_TO BE DONE_. Carry on the forum post about indexing word substrings for faster search, starting after its last sentence.

I wonder if the idea of suffix arrays would belp.
http://www.cs.dartmouth.edu/~doug/sarray/
Also covered nicely in Programming Pearls, by Jon Bentley

But I've joined this thread in the middle, so may have missed soemthing
important.
        Hugh


On Thu, 6 Aug 2009, Jim Showalter wrote:

> I hadn't thought about it until now, but there's no reason you can't 
> treat the table of substrings as substrings appearing anywhere in a 
> word, and join each substring of a word to the substrings table.
> 
> For 26 letters, you have > 17k three-letter substrings and almost 500k 
> four-letter substrings, so this technique probably is limited to 
> three-letter substrings. But that's not bad--it means that if 
> character sequences are evenly distributed in words (they're not, but 
> assume they are for a moment), then the set of all possible words is 
> cut into 1/>17,000 on the first search. There are only about 600,000 
> words in the English language, so with even distribution your first 
> search cuts the results to ~34 words. But uneven character-sequence 
> distributions will skew that--some sequences will result in more words 
> than others. Sill, even if you get back 500 words to search for the 
> full match, that's better than searching all of your words. (You also 
> have to store all one-letter and two-letter substrings, but those 
> don't take up much additional room.)
> 
> You would have to have a separate table that has the multiple joins 
> (one per substring) in your words, because now each word can 
> potentially have M substrings in it, so M foreign keys.

_SUPPLIED INFORMATION_.
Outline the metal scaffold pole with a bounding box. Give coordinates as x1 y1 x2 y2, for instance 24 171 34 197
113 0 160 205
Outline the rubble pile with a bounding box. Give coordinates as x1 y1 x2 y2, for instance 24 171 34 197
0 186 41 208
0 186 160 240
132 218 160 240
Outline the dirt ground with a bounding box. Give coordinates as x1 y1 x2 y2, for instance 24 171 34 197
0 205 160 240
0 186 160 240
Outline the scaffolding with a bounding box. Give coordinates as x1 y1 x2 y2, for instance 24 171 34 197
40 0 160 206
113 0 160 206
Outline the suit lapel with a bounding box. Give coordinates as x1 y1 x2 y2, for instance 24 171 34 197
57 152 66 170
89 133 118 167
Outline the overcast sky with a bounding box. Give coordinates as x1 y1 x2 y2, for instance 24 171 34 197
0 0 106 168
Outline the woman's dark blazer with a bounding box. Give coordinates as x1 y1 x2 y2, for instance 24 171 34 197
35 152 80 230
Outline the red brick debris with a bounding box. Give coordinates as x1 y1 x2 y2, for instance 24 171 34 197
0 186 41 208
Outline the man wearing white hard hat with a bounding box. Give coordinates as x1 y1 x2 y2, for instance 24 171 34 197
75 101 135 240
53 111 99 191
* * *
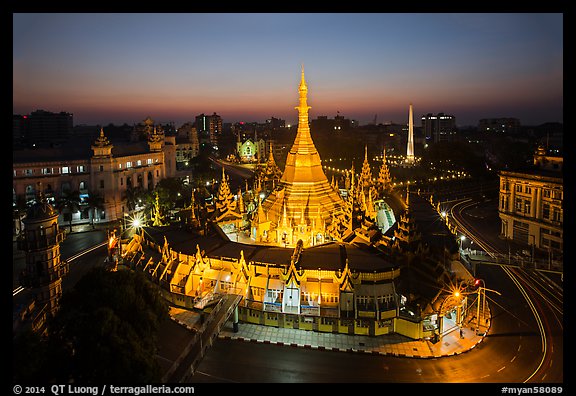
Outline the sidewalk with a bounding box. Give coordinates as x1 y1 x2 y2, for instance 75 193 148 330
* * *
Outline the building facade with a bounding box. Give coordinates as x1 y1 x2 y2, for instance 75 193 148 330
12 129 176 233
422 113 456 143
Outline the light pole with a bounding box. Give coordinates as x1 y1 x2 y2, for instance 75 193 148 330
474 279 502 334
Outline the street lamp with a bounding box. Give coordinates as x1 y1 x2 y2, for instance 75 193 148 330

_REPLY_.
> 
> For your example, Motor/motor would match mot, oto, and tor. You would 
> use a rule to arbitrarily match the first N letters in a the search 
> term, so if someone searched for "%motor%", that would be a search in 
> the substrings table for "mot". This would return the primary key for 
> "mot". Then you search the substring-matches table for all words that 
> have that substring, and this gives you back a list of words 
> containing "mot". Then you search that result set for "%motor%". 
> Similarly, if someone searchs for "%oto%", you get the substring key 
> for "oto" and find words containing that substring.
> 
> For all I know, full-text-search engines may do something like this.
> 
> ----- Original Message ----- 
> From: "Lukas Haase" <lukasha...@gmx.at>
> To: <sqlite-users@sqlite.org>
> Sent: Thursday, August 06, 2009 6:54 AM
> Subject: Re: [sqlite] FTS and postfix search
> 
> 
> > Hi Jim,
> >
> > and thank you for the great idea. But I thought it would be possible 
> > to
> > search '*word*' - but this is not possible with this method either.
> >
> > Is there any chance for searching '*word*' quickly?
> >
> > Regards,
> > Luke
> >
> > Jim Showalter schrieb:
> >> You could store the words reversed (in addition to storing them in
> >> forward order). Then like 'xxx%' would be fast.
> >>
> >> This would double your disk footprint, but could give you the 
> >> search
> >> performance you're looking for.
> >>
> >> If that's too goofy, you could create a table of all one, two, and
> >> three-character word endings, and join to it from all of your words
> >> (stored in forward order). Then search first for the primary key of
> >> the word ending you want to search for, then search your words for
> >> that key.
> >>
> >> Index the join.
> >>
> >> ----- Original Message ----- 
> >> From: "Lukas Haase" <lukasha...@gmx.at>
> >> To: <sqlite-users@sqlite.org>
> >> Sent: Wednesday, August 05, 2009 6:16 PM
> >> Subject: Re: [sqlite] FTS and postfix search
> >>
> >>
> >>> Wes Freeman schrieb:
> >>>> I clearly am not in the right mindset to be answering list 
> >>>> emails.
> >>>> Please ignore my response (it's too late now)--back to my 
> >>>> stressful
> >>>> deadline.
> >>> :-)
> >>>
> >>>> Strange that it's implemented for prefix and not postfix?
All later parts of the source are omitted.